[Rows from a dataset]
*-*-*

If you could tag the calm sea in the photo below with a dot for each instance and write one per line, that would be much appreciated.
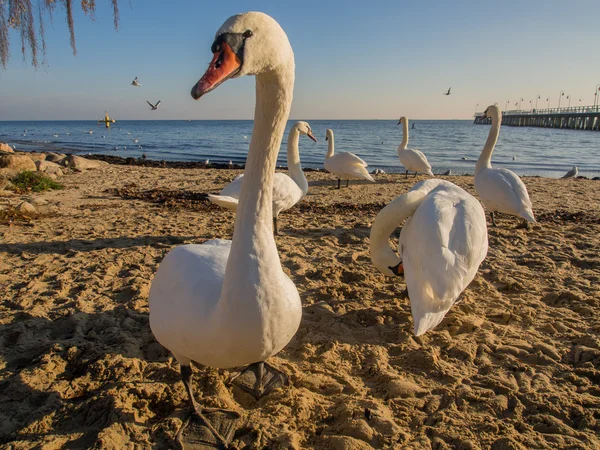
(453, 144)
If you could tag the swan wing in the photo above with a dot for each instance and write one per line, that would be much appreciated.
(286, 193)
(348, 166)
(224, 201)
(441, 245)
(184, 297)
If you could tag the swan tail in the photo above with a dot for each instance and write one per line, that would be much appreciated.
(359, 171)
(224, 201)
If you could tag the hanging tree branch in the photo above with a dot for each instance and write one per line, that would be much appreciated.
(19, 14)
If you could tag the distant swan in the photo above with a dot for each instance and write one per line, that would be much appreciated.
(412, 159)
(571, 173)
(442, 244)
(500, 189)
(346, 165)
(287, 190)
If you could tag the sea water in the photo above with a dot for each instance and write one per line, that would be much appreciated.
(448, 144)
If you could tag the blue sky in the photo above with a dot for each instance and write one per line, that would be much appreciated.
(354, 60)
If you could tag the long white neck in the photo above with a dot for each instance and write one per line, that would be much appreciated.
(294, 166)
(485, 159)
(330, 146)
(253, 259)
(404, 142)
(386, 222)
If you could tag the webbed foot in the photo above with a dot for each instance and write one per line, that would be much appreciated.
(259, 379)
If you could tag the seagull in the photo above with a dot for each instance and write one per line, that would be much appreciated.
(153, 107)
(571, 173)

*-*-*

■ **Task prompt**
Copy every item above word for word, leaving out the pictures.

■ **Result for this exercise**
If you could tag the calm sea in the photo below with a dot for each instance and write one per line, that would be much appreciated.
(453, 144)
If you could tag the swan wing in the photo above with a dot for each instance and write one per line, that would be much appreciated.
(286, 193)
(348, 166)
(224, 201)
(441, 245)
(184, 297)
If you could tag the swan tail in the photo above with a dot for each instance and write one per line, that would be much appreciated.
(359, 171)
(224, 201)
If you could tag the hanging tree branch in the photo above with a dot for each instance and write one per line, that would be much appreciated.
(19, 14)
If you could tag the distant swan in the photo above with a dot for each instance and write one per line, that would be much appreciated.
(412, 159)
(571, 173)
(442, 244)
(500, 189)
(346, 165)
(287, 190)
If you could tag the sea water in the photo above with a dot for each instance and write one per line, that would be much appreciated.
(448, 144)
If you could tag the blue sky in the photo above with a dot for each instance and write one per line, that would be much appreciated.
(354, 60)
If you could tag the long white neck in the photo above with a dot for each instance and write one per line, that would be much appreciated.
(294, 166)
(485, 159)
(330, 146)
(253, 259)
(404, 142)
(386, 222)
If you could tag the webbed foot in the photo above with a dot for each instance and write one per line, that would be much appreciated.
(259, 379)
If you could tag the seagull in the photo above with a dot for each instance and write one per line, that would be much appreciated.
(153, 107)
(571, 173)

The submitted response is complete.